Figure 5. Simulation network model

Table 2. Model parameter settings of WMSN

Table 3. PSO parameter settings

The simulation is divided into several experiments in order to analyze the performance of the proposed network model. The results presented begin with exhaustive search of the PSO parameters value. Effect of node power, link quality and loads are also provided subsequently. Analysis is done using two performance metrics which are structural similarity index (SSIM) and normalized throughput. According to the result from the average of the data sets of 1000 times experiment repetitions. The performance of the proposed network coding using ONPM and normal network, and the conventional transmission technique are compared. In conventional transmission technique, each source is assigned with one transmission path. The transmission.

process is conducted according to the traditional amplify and forward strategy in [19]. Since there are nine paths available in the network, each source is expected to use four paths consecutively which are selected according to the normal paths selection scheme explained in next section. The remaining one path will be left unused.

3.1. Optimization Parameters Value
In this research, the PSO algorithm is conducted using parameter settings tabulated in Error! Reference source not found.. In the simulation Value of each parameter is selected from the searching by testing several parameter values which depicted in Table 3. Besides, the optimization repetition interval is also acquired in this test. Parameter value that provides the lowest packet loss rate in the test will be used in the simulations performance analysis of the proposed ONPM. The following are the results of the test carried out on several parameter values.

Instructions for the task ▸
Copy the simulation text from "3.1. Optimization Parameters" to "several parameter values." word for word. Answer using only the simulation text.

Extracted material ▸
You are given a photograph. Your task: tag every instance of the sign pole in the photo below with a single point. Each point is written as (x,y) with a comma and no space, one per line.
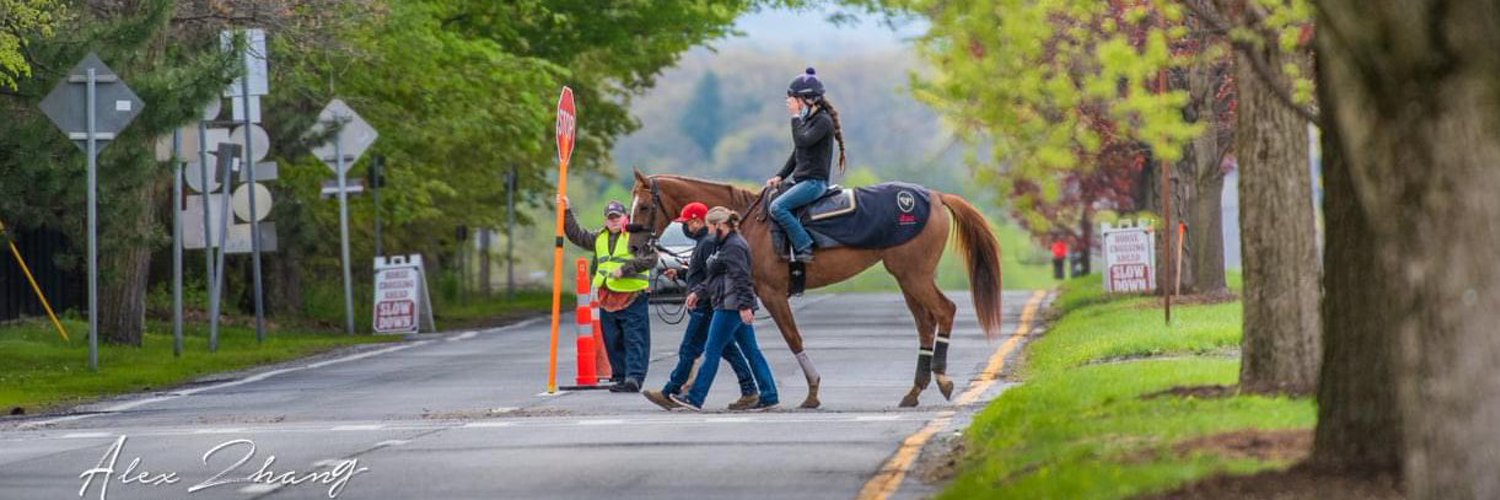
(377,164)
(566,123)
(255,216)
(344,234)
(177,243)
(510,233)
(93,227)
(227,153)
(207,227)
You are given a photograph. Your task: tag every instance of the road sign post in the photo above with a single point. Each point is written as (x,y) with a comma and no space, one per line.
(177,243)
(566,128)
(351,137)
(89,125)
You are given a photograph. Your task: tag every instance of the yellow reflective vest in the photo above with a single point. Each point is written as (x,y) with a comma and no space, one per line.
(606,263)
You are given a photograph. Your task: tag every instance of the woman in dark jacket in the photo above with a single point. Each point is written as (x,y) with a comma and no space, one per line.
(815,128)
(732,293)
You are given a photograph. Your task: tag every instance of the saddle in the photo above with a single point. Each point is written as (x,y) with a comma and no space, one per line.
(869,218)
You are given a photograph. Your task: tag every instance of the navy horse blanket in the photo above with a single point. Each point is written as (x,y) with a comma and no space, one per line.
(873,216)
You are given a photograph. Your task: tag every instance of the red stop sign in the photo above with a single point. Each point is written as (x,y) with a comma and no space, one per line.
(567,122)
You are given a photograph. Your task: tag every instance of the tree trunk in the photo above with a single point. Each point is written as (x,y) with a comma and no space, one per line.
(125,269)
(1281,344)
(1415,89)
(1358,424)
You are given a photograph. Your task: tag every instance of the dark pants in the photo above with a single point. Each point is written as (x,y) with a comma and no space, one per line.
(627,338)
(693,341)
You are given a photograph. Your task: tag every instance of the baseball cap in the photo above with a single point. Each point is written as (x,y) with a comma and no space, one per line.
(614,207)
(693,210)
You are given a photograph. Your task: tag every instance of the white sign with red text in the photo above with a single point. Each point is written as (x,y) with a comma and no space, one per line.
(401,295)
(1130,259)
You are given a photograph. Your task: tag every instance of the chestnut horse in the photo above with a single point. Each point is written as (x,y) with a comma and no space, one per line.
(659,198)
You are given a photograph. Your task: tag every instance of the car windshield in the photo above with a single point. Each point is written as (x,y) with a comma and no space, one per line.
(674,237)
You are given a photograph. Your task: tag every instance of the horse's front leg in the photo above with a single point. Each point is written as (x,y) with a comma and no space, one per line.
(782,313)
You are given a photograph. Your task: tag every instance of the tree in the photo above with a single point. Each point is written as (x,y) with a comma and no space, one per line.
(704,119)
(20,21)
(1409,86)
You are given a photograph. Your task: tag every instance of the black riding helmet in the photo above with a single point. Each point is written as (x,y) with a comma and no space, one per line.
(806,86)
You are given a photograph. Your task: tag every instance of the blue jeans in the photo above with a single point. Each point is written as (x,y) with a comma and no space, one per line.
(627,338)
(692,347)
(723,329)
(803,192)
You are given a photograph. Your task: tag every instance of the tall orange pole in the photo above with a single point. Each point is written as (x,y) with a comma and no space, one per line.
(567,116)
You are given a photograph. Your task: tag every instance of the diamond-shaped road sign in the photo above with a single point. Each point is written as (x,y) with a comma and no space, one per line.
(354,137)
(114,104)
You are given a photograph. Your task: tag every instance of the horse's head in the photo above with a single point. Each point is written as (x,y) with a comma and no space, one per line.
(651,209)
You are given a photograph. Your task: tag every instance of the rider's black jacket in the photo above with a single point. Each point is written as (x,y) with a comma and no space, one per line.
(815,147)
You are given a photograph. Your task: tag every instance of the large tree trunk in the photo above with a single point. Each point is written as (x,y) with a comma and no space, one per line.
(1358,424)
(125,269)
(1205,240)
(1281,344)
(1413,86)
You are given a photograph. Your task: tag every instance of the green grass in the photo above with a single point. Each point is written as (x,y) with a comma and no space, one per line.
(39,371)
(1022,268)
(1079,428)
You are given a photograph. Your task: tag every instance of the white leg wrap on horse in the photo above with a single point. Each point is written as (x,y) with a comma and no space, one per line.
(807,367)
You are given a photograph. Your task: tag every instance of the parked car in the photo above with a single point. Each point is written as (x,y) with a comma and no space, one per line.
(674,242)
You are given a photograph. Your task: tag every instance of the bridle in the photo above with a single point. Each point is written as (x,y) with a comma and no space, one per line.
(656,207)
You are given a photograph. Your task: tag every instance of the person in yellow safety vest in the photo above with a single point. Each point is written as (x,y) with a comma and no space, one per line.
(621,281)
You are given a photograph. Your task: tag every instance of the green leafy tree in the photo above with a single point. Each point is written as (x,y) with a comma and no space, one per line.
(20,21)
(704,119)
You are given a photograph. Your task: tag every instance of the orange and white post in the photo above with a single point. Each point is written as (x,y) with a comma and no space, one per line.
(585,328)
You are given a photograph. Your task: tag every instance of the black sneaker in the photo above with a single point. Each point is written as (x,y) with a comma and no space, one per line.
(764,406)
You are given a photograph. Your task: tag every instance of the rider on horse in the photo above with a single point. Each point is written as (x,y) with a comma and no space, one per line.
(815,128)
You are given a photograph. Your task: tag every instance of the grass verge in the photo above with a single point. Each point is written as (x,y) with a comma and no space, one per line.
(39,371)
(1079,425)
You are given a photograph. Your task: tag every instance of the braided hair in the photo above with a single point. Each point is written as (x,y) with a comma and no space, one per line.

Full solution ▸
3.1. Optimization Parameters Value
In this research, the PSO algorithm is conducted using parameter settings tabulated in Error! Reference source not found.. In the simulation Value of each parameter is selected from the searching by testing several parameter values which depicted in Table 3. Besides, the optimization repetition interval is also acquired in this test. Parameter value that provides the lowest packet loss rate in the test will be used in the simulations performance analysis of the proposed ONPM. The following are the results of the test carried out on several parameter values.